WORK TO DO » Could you update the lines from the one with "job: trace every instance of the white aerodynamic" up to and including the one with "target: white aerodynamic shell", swapping "aerodynamic" for "streamlined" and leaving everything else the same, then give back only those lines?

PROVIDED RECORDS »
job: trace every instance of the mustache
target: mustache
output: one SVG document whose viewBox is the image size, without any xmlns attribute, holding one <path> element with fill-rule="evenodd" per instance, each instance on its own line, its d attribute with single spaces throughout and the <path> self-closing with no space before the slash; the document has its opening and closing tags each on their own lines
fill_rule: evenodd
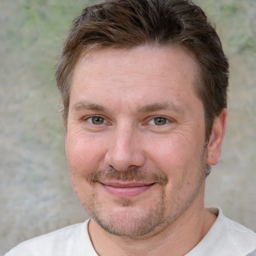
<svg viewBox="0 0 256 256">
<path fill-rule="evenodd" d="M 166 174 L 159 172 L 150 172 L 134 168 L 120 172 L 114 168 L 106 170 L 98 170 L 90 174 L 87 180 L 90 183 L 104 181 L 106 180 L 115 180 L 122 181 L 142 181 L 150 183 L 159 183 L 165 186 L 168 182 L 168 178 Z"/>
</svg>

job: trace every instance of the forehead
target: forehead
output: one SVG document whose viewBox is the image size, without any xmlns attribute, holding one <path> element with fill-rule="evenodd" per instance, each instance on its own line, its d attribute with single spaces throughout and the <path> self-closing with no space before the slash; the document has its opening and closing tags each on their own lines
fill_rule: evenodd
<svg viewBox="0 0 256 256">
<path fill-rule="evenodd" d="M 194 94 L 196 69 L 194 60 L 178 47 L 143 46 L 94 50 L 76 62 L 70 104 L 78 98 L 96 100 L 96 93 L 102 100 L 104 96 L 112 97 L 115 102 L 140 100 L 146 104 L 152 98 L 157 102 L 168 97 L 186 102 L 186 97 Z M 183 98 L 178 96 L 181 94 Z"/>
</svg>

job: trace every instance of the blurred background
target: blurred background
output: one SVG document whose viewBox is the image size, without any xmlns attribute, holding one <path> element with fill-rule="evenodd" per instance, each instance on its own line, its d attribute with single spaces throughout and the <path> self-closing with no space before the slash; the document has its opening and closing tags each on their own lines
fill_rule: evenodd
<svg viewBox="0 0 256 256">
<path fill-rule="evenodd" d="M 229 116 L 206 204 L 256 232 L 256 1 L 196 0 L 230 64 Z M 54 66 L 92 1 L 0 0 L 0 254 L 88 218 L 73 194 Z"/>
</svg>

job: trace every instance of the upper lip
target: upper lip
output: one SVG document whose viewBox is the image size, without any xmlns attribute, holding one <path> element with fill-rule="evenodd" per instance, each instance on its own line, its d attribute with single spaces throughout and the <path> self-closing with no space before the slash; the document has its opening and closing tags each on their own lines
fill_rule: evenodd
<svg viewBox="0 0 256 256">
<path fill-rule="evenodd" d="M 142 186 L 151 185 L 154 182 L 117 182 L 117 181 L 104 181 L 101 183 L 108 186 L 116 186 L 116 188 L 134 188 L 135 186 Z"/>
</svg>

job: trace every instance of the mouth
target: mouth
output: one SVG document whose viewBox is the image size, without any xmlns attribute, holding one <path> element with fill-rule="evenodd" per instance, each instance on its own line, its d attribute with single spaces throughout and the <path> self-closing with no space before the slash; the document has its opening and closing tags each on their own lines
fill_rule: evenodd
<svg viewBox="0 0 256 256">
<path fill-rule="evenodd" d="M 107 181 L 100 184 L 110 194 L 120 198 L 138 196 L 153 186 L 156 183 Z"/>
</svg>

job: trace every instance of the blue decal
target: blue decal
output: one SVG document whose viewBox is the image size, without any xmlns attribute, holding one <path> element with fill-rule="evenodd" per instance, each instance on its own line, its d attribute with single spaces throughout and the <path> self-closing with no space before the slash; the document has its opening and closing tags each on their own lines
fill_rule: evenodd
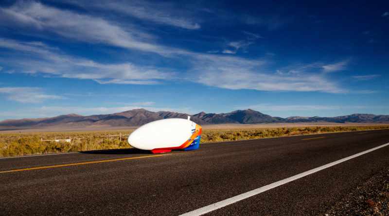
<svg viewBox="0 0 389 216">
<path fill-rule="evenodd" d="M 193 142 L 191 143 L 191 145 L 189 145 L 189 146 L 184 149 L 184 150 L 189 151 L 198 149 L 198 147 L 200 146 L 200 139 L 201 138 L 201 135 L 198 136 L 197 137 L 195 138 L 193 140 Z"/>
</svg>

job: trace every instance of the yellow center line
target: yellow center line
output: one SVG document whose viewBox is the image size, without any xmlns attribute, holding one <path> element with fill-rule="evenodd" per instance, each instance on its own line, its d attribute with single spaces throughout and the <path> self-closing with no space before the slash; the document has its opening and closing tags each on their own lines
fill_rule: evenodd
<svg viewBox="0 0 389 216">
<path fill-rule="evenodd" d="M 116 159 L 111 159 L 111 160 L 104 160 L 103 161 L 89 161 L 88 162 L 82 162 L 82 163 L 76 163 L 74 164 L 61 164 L 60 165 L 53 165 L 53 166 L 38 166 L 36 167 L 31 167 L 31 168 L 25 168 L 23 169 L 12 169 L 11 170 L 7 170 L 7 171 L 0 171 L 0 173 L 5 173 L 6 172 L 18 172 L 19 171 L 26 171 L 26 170 L 33 170 L 34 169 L 48 169 L 49 168 L 56 168 L 56 167 L 62 167 L 64 166 L 78 166 L 78 165 L 84 165 L 86 164 L 98 164 L 100 163 L 106 163 L 106 162 L 112 162 L 113 161 L 124 161 L 126 160 L 132 160 L 132 159 L 139 159 L 140 158 L 146 158 L 148 157 L 160 157 L 161 156 L 167 155 L 169 154 L 159 154 L 157 155 L 148 155 L 148 156 L 142 156 L 140 157 L 127 157 L 124 158 L 118 158 Z"/>
<path fill-rule="evenodd" d="M 325 136 L 319 136 L 318 137 L 307 138 L 306 139 L 302 139 L 301 140 L 308 140 L 308 139 L 321 139 L 322 138 L 325 138 Z"/>
</svg>

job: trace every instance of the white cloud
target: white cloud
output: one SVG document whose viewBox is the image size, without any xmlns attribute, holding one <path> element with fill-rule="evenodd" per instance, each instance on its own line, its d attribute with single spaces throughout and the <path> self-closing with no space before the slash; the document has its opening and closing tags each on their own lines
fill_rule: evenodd
<svg viewBox="0 0 389 216">
<path fill-rule="evenodd" d="M 198 23 L 177 16 L 175 14 L 177 14 L 179 10 L 166 8 L 166 5 L 168 4 L 164 5 L 156 2 L 140 2 L 136 1 L 103 1 L 102 3 L 87 4 L 88 6 L 98 7 L 157 23 L 190 30 L 199 29 L 200 28 Z"/>
<path fill-rule="evenodd" d="M 61 96 L 45 94 L 39 88 L 29 87 L 0 87 L 0 94 L 5 94 L 9 100 L 21 103 L 40 103 L 47 100 L 62 98 Z"/>
<path fill-rule="evenodd" d="M 229 48 L 225 49 L 222 52 L 226 54 L 236 54 L 238 50 L 245 49 L 253 43 L 253 41 L 251 40 L 240 40 L 239 41 L 231 42 L 228 44 Z"/>
<path fill-rule="evenodd" d="M 244 15 L 241 20 L 248 25 L 265 26 L 269 30 L 275 30 L 285 24 L 290 22 L 291 17 L 286 17 L 281 15 L 273 15 L 267 17 L 258 17 L 249 15 Z"/>
<path fill-rule="evenodd" d="M 144 102 L 136 102 L 134 103 L 131 103 L 131 104 L 133 106 L 152 106 L 153 105 L 155 104 L 155 102 L 153 101 L 144 101 Z"/>
<path fill-rule="evenodd" d="M 248 35 L 249 39 L 256 39 L 263 38 L 264 38 L 263 36 L 261 36 L 260 34 L 256 34 L 256 33 L 252 33 L 251 32 L 247 32 L 247 31 L 243 31 L 243 33 L 244 33 L 247 34 Z"/>
<path fill-rule="evenodd" d="M 24 73 L 44 73 L 64 78 L 90 79 L 102 84 L 152 84 L 159 83 L 158 80 L 170 79 L 174 76 L 172 72 L 130 63 L 103 64 L 73 57 L 37 42 L 0 38 L 0 47 L 28 55 L 25 59 L 10 58 L 5 61 Z"/>
<path fill-rule="evenodd" d="M 236 54 L 236 50 L 224 50 L 222 52 L 225 54 Z"/>
<path fill-rule="evenodd" d="M 62 10 L 35 1 L 0 8 L 0 25 L 21 26 L 37 32 L 53 33 L 87 43 L 110 45 L 166 55 L 175 49 L 153 44 L 154 36 L 134 26 L 124 29 L 101 18 Z M 176 50 L 175 51 L 178 51 Z"/>
<path fill-rule="evenodd" d="M 349 60 L 345 60 L 336 63 L 326 65 L 323 66 L 323 70 L 324 72 L 331 72 L 344 70 L 346 69 L 346 66 L 349 63 Z"/>
<path fill-rule="evenodd" d="M 274 73 L 266 68 L 267 62 L 265 61 L 207 56 L 206 55 L 199 61 L 194 62 L 192 73 L 198 74 L 196 82 L 207 85 L 229 89 L 347 92 L 324 74 L 306 72 L 301 69 L 309 67 L 307 66 L 301 66 L 296 70 L 290 69 L 287 73 Z"/>
<path fill-rule="evenodd" d="M 353 78 L 359 80 L 369 80 L 380 77 L 379 74 L 371 74 L 368 75 L 353 76 Z"/>
</svg>

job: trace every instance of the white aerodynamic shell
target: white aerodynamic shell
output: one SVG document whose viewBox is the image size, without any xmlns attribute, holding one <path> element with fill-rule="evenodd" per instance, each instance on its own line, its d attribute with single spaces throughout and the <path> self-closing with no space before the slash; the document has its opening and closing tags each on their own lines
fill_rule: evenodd
<svg viewBox="0 0 389 216">
<path fill-rule="evenodd" d="M 128 143 L 137 149 L 177 148 L 191 137 L 196 123 L 183 118 L 168 118 L 150 122 L 140 127 L 128 136 Z"/>
</svg>

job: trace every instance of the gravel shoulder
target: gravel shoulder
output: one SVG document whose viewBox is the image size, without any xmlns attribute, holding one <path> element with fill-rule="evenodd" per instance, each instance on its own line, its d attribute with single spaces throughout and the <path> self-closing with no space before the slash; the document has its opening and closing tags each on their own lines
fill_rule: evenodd
<svg viewBox="0 0 389 216">
<path fill-rule="evenodd" d="M 389 167 L 354 189 L 322 216 L 389 216 Z"/>
</svg>

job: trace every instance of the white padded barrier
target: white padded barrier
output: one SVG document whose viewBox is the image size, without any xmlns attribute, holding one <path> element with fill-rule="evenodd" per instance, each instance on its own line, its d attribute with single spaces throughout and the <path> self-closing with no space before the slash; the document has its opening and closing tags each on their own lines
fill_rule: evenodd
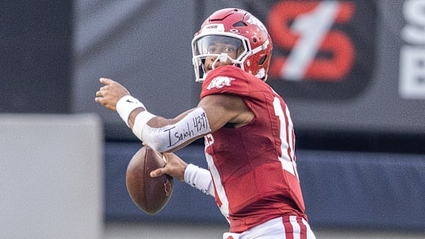
<svg viewBox="0 0 425 239">
<path fill-rule="evenodd" d="M 0 238 L 101 238 L 104 136 L 93 114 L 0 114 Z"/>
</svg>

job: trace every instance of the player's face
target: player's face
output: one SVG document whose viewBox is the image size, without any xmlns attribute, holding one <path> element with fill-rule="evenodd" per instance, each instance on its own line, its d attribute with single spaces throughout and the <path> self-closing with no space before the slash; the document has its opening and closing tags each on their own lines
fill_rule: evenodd
<svg viewBox="0 0 425 239">
<path fill-rule="evenodd" d="M 211 71 L 212 66 L 215 68 L 221 66 L 232 65 L 233 64 L 232 59 L 237 59 L 244 50 L 240 40 L 227 36 L 202 38 L 198 40 L 197 47 L 200 51 L 199 54 L 214 55 L 204 60 L 206 73 Z"/>
<path fill-rule="evenodd" d="M 222 42 L 215 42 L 212 45 L 208 46 L 208 54 L 220 55 L 221 53 L 227 54 L 228 58 L 226 58 L 225 62 L 222 62 L 222 60 L 219 60 L 219 61 L 217 61 L 214 65 L 215 68 L 221 66 L 231 65 L 232 62 L 232 60 L 229 59 L 229 58 L 232 59 L 237 58 L 238 47 L 235 45 Z M 207 73 L 212 69 L 212 64 L 216 59 L 217 57 L 208 58 L 205 59 L 204 66 Z"/>
</svg>

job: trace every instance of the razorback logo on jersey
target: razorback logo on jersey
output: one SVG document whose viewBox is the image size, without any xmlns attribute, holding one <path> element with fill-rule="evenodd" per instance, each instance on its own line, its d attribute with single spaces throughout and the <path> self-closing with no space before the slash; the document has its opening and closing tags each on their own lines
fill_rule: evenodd
<svg viewBox="0 0 425 239">
<path fill-rule="evenodd" d="M 224 86 L 230 86 L 230 81 L 234 80 L 234 78 L 230 78 L 225 76 L 219 76 L 212 79 L 211 83 L 210 83 L 206 89 L 211 90 L 213 88 L 221 89 Z"/>
<path fill-rule="evenodd" d="M 164 184 L 164 187 L 165 188 L 165 190 L 167 196 L 169 196 L 170 192 L 171 192 L 171 184 L 170 184 L 168 179 L 167 179 L 167 181 Z"/>
</svg>

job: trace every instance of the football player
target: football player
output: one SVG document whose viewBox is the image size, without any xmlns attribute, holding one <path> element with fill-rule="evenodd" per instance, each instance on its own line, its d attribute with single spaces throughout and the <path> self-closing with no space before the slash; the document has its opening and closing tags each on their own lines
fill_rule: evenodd
<svg viewBox="0 0 425 239">
<path fill-rule="evenodd" d="M 215 198 L 230 223 L 223 238 L 315 238 L 304 214 L 295 134 L 282 98 L 265 81 L 272 42 L 263 24 L 241 9 L 213 13 L 192 40 L 197 107 L 175 118 L 149 112 L 110 79 L 96 102 L 117 111 L 168 162 L 168 174 Z M 204 137 L 208 170 L 169 152 Z"/>
</svg>

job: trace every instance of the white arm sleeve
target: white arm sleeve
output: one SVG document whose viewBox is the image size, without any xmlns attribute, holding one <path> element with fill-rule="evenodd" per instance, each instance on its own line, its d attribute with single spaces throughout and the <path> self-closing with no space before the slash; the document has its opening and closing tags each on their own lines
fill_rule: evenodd
<svg viewBox="0 0 425 239">
<path fill-rule="evenodd" d="M 215 196 L 214 185 L 210 171 L 189 164 L 184 171 L 184 181 L 207 195 Z"/>
<path fill-rule="evenodd" d="M 175 124 L 159 128 L 147 125 L 147 121 L 154 116 L 148 112 L 139 113 L 134 120 L 133 132 L 141 140 L 158 152 L 173 149 L 188 140 L 211 131 L 206 114 L 202 108 L 189 112 Z"/>
</svg>

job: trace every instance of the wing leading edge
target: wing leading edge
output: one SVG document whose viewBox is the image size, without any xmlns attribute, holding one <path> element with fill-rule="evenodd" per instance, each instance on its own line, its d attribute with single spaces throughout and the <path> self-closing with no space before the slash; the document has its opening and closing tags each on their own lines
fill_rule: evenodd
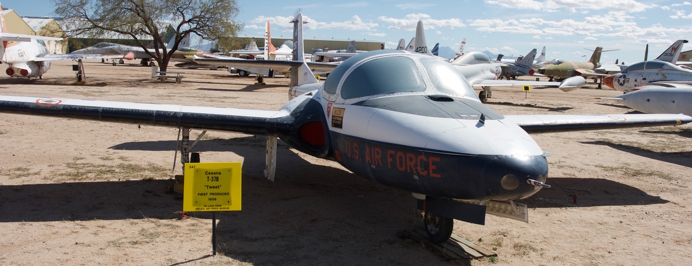
<svg viewBox="0 0 692 266">
<path fill-rule="evenodd" d="M 675 126 L 692 122 L 692 117 L 682 114 L 522 115 L 504 117 L 529 133 Z"/>
<path fill-rule="evenodd" d="M 266 134 L 281 111 L 0 95 L 0 112 Z"/>
</svg>

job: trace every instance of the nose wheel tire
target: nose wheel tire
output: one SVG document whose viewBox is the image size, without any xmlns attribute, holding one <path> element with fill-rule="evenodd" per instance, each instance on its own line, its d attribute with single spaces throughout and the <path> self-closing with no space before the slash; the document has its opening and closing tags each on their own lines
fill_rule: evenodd
<svg viewBox="0 0 692 266">
<path fill-rule="evenodd" d="M 426 232 L 431 241 L 439 243 L 446 241 L 452 235 L 454 228 L 454 219 L 448 217 L 438 216 L 430 212 L 426 212 L 423 217 L 423 224 Z"/>
</svg>

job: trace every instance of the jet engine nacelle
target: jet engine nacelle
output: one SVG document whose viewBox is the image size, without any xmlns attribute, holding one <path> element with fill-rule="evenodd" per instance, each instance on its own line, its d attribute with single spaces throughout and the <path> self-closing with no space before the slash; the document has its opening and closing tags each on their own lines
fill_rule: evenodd
<svg viewBox="0 0 692 266">
<path fill-rule="evenodd" d="M 291 147 L 318 158 L 331 155 L 327 118 L 322 105 L 307 95 L 294 98 L 286 106 L 291 115 L 270 122 L 270 132 Z M 286 108 L 286 107 L 284 107 Z"/>
<path fill-rule="evenodd" d="M 45 62 L 40 64 L 44 63 Z M 42 71 L 38 64 L 13 64 L 5 70 L 5 73 L 11 77 L 33 77 L 42 75 L 45 70 L 47 70 L 47 68 L 44 68 Z"/>
</svg>

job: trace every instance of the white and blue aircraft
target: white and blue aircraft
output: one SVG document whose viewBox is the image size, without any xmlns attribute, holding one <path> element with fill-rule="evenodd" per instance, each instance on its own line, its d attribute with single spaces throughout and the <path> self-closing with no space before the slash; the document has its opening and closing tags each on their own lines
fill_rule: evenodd
<svg viewBox="0 0 692 266">
<path fill-rule="evenodd" d="M 297 14 L 295 27 L 301 19 Z M 398 50 L 354 56 L 323 82 L 296 62 L 292 77 L 307 93 L 277 111 L 0 95 L 0 112 L 176 127 L 183 137 L 190 129 L 264 135 L 272 179 L 280 138 L 412 193 L 435 242 L 448 238 L 454 219 L 484 224 L 488 213 L 527 221 L 527 206 L 513 201 L 549 187 L 547 153 L 529 133 L 692 122 L 683 115 L 503 115 L 448 62 Z"/>
</svg>

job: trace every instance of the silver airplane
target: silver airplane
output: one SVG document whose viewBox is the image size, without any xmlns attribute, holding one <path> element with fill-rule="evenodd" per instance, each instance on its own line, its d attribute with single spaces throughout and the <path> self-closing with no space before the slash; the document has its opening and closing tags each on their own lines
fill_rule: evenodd
<svg viewBox="0 0 692 266">
<path fill-rule="evenodd" d="M 294 30 L 302 26 L 300 13 L 293 21 Z M 263 135 L 270 179 L 281 138 L 410 192 L 435 242 L 449 238 L 455 219 L 484 224 L 488 213 L 528 220 L 527 206 L 514 200 L 549 187 L 547 153 L 529 133 L 692 122 L 683 115 L 503 115 L 448 62 L 397 50 L 352 57 L 323 82 L 296 62 L 295 87 L 307 93 L 277 111 L 0 95 L 0 112 L 180 128 L 183 136 L 190 129 Z"/>
</svg>

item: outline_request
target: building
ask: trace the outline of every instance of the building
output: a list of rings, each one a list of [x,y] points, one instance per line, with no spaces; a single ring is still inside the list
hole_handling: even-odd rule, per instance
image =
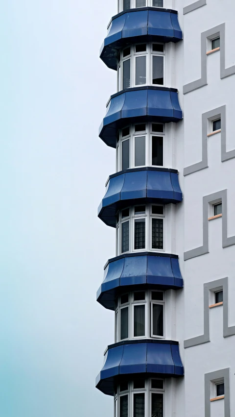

FULL SOLUTION »
job: trace every instance of the white streamlined shell
target: white streamlined shell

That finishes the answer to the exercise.